> [Exercise requirements]: Rewrite the lines below as a numbered list, omitting blank lines, covering only the span from the line containing "detect the vertical" through the line containing "left=49, top=97, right=562, bottom=209", both ends included.

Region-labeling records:
--

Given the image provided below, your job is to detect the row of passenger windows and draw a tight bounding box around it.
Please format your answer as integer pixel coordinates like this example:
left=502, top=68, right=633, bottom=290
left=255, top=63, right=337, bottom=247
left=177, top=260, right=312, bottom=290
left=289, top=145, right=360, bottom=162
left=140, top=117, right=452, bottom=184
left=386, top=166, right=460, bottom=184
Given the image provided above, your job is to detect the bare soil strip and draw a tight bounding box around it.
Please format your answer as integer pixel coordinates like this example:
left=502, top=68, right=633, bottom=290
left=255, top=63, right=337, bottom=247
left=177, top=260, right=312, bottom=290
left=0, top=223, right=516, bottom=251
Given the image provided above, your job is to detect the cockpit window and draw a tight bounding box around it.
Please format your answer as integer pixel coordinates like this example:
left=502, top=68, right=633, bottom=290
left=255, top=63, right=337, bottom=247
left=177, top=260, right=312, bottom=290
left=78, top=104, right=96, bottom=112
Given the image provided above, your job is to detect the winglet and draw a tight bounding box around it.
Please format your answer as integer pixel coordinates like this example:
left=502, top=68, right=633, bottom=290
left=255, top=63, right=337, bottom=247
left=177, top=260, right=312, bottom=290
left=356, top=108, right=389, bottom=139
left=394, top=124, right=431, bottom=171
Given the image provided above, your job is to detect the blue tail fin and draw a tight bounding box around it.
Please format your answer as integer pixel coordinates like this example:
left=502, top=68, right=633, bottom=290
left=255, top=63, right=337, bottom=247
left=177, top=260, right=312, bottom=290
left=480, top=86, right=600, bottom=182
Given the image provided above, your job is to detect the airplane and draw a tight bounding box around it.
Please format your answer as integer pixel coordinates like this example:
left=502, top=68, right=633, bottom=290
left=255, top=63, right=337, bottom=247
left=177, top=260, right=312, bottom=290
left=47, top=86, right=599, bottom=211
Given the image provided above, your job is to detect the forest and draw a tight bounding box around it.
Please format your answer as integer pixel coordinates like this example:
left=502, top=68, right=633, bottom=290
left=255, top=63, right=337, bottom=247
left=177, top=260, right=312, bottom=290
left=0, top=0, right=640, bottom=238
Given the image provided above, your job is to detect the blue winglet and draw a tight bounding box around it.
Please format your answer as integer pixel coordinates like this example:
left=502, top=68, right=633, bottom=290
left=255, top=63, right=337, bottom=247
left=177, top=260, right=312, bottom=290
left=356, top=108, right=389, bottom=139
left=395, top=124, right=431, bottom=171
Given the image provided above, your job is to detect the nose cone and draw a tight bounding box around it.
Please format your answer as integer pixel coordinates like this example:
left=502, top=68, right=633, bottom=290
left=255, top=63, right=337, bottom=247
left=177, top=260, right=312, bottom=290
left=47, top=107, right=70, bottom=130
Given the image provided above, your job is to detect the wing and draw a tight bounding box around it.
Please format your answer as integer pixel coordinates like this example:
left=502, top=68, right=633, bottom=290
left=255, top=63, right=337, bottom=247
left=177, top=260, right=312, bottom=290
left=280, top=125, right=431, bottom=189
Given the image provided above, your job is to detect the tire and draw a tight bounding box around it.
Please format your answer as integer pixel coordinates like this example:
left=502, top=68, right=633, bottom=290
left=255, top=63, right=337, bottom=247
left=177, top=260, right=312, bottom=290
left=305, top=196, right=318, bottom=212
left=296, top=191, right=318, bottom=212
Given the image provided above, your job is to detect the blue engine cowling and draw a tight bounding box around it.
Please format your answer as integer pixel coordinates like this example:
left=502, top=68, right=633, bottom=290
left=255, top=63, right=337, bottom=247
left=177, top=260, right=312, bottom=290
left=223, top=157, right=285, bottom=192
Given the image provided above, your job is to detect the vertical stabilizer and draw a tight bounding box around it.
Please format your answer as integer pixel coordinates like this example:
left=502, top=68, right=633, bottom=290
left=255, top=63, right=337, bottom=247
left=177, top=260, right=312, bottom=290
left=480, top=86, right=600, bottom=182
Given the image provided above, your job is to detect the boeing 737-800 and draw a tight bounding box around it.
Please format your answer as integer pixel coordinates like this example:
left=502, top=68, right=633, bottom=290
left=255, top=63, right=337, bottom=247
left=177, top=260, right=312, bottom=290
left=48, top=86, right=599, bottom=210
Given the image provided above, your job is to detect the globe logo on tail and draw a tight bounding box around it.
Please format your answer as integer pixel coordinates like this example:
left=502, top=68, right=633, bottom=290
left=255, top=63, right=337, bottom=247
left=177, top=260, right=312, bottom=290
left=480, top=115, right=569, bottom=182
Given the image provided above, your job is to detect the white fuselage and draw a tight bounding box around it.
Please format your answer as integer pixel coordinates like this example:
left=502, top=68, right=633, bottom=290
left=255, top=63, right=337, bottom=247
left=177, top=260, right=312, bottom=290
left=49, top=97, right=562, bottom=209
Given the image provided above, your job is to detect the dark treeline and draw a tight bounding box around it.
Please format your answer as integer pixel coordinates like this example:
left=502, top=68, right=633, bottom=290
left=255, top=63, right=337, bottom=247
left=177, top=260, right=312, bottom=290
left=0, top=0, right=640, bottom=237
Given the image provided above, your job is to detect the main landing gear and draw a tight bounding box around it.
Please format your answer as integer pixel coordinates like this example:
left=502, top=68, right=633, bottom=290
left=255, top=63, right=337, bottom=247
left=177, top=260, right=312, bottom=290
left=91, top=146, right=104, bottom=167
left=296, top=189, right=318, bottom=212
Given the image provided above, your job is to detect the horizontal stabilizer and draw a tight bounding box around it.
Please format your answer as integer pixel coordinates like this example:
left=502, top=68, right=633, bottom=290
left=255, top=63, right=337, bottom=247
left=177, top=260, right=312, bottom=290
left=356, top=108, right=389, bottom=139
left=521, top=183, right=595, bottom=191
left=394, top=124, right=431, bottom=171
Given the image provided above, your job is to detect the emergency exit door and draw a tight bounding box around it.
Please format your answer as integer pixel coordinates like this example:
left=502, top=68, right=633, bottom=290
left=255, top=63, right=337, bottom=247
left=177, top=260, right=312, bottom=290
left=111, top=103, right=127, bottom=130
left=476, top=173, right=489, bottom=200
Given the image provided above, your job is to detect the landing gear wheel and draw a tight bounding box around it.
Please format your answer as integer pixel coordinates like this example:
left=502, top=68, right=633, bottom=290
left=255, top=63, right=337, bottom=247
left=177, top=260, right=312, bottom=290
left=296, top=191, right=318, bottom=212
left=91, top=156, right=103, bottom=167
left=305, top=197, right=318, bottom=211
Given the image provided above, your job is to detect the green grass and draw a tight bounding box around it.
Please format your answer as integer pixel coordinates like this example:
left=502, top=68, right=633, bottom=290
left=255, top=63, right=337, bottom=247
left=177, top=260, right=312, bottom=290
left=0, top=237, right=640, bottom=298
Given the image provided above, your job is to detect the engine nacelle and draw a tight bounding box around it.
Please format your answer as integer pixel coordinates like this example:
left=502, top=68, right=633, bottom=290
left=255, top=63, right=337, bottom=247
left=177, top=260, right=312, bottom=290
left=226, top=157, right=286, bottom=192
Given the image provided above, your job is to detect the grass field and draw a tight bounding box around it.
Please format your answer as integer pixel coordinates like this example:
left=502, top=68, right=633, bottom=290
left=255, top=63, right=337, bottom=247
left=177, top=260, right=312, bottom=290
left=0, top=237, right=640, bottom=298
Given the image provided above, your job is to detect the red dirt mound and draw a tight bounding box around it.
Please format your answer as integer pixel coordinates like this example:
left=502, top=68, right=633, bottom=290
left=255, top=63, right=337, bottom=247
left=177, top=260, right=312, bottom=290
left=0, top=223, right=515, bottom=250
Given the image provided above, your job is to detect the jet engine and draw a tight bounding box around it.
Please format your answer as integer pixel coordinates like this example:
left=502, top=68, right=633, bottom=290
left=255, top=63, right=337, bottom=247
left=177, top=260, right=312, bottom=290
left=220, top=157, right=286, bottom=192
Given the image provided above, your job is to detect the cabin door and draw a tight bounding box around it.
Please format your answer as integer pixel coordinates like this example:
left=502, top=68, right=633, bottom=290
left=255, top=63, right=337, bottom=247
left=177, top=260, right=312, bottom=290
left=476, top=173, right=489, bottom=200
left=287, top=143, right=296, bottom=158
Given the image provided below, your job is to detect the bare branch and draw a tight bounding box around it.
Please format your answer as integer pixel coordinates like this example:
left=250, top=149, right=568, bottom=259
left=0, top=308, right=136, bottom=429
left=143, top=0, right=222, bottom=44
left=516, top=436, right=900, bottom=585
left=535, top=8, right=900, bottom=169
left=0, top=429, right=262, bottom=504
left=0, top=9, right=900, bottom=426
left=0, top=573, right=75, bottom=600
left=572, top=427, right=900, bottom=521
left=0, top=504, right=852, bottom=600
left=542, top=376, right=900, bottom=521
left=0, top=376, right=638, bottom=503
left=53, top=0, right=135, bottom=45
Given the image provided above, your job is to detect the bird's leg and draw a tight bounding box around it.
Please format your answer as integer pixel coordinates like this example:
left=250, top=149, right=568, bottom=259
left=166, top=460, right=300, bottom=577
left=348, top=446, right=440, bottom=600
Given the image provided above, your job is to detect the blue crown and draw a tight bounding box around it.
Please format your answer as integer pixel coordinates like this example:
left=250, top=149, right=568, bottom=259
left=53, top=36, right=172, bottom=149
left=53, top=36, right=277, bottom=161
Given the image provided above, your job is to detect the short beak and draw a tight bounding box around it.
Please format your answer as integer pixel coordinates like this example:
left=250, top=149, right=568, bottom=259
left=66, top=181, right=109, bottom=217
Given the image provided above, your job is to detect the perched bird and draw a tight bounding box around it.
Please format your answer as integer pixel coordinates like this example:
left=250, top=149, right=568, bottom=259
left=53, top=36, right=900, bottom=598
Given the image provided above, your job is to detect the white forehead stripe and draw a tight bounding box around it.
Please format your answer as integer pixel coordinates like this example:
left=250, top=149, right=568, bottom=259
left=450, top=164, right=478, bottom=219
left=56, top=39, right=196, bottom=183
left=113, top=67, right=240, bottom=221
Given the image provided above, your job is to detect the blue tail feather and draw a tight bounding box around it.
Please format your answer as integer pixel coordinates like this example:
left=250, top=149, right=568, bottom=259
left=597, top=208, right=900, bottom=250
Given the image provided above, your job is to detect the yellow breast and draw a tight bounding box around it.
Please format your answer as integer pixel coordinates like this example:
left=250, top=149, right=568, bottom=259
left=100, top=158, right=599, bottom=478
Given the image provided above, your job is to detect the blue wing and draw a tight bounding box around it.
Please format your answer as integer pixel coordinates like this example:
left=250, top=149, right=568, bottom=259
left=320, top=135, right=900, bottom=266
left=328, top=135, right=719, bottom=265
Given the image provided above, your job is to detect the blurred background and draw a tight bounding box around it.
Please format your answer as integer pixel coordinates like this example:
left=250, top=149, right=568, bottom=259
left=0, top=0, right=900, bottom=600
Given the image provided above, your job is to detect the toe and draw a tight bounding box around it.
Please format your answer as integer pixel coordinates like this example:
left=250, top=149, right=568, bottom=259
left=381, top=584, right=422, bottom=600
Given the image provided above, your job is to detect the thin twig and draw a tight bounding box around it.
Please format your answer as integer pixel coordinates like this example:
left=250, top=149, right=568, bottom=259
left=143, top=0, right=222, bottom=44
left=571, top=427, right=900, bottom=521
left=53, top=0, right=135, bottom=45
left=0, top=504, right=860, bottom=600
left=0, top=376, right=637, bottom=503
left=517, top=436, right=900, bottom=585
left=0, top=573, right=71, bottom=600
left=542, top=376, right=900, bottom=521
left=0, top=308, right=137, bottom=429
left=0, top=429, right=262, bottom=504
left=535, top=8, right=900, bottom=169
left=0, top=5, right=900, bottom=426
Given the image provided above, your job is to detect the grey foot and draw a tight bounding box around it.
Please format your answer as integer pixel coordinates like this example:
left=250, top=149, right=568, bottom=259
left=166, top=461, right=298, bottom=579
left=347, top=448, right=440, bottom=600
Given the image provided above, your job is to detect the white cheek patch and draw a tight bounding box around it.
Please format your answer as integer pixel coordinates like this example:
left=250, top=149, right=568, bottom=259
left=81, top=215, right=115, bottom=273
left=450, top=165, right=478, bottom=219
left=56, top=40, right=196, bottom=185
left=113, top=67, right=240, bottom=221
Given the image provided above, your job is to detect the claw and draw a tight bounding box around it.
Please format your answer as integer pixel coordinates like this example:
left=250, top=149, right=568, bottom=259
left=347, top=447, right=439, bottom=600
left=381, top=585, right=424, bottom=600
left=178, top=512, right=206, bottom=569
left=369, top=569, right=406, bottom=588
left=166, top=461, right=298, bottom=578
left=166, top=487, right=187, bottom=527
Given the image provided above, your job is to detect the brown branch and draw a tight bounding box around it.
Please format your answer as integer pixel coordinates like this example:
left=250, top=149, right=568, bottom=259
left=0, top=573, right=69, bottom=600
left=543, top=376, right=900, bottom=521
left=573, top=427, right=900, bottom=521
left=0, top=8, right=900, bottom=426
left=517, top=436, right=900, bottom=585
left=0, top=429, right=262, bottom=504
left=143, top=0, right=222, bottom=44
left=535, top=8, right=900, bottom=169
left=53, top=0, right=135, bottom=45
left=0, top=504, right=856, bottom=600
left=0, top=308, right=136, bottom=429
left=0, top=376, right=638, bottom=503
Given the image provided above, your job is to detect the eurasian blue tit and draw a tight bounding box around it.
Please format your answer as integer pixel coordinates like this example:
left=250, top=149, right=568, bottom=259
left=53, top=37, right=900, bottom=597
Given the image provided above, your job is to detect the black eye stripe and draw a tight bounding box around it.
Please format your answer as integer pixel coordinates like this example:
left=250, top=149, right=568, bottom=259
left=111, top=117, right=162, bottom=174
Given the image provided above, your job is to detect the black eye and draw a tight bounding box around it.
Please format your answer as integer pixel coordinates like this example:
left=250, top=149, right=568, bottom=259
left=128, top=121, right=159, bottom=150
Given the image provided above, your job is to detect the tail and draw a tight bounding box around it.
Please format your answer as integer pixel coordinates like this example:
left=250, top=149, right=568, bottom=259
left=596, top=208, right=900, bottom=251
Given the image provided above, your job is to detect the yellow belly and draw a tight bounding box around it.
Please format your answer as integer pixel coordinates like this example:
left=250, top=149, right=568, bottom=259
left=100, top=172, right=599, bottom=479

--

> [The answer]:
1. Given the image provided above, your job is to detect the vertical stabilizer and draw a tight bounding box around it.
2. Please format your answer as integer pixel coordinates like this example:
3. left=502, top=68, right=633, bottom=290
4. left=255, top=63, right=337, bottom=247
5. left=177, top=260, right=312, bottom=290
6. left=480, top=86, right=600, bottom=182
7. Given the image provided above, your job is to detect the boeing 737-800 and draw a tight bounding box around it.
8. Please format your answer as integer pixel coordinates like this example:
9. left=502, top=68, right=633, bottom=290
10. left=255, top=63, right=337, bottom=247
11. left=177, top=260, right=312, bottom=290
12. left=48, top=86, right=599, bottom=210
13. Given the image provided above, your job is to detect the globe logo on tail and draw a tight bounding box around it.
14. Please format your answer as integer pixel coordinates like this example:
15. left=502, top=68, right=633, bottom=290
16. left=255, top=63, right=337, bottom=247
17. left=177, top=260, right=312, bottom=290
18. left=480, top=115, right=569, bottom=182
19. Given the image provided above, your job is to detect the white fuselage and draw a tight bounding box around it.
20. Please format your answer as integer pixel coordinates like this example:
21. left=502, top=68, right=633, bottom=290
22. left=255, top=63, right=337, bottom=247
23. left=177, top=260, right=312, bottom=290
24. left=49, top=97, right=562, bottom=209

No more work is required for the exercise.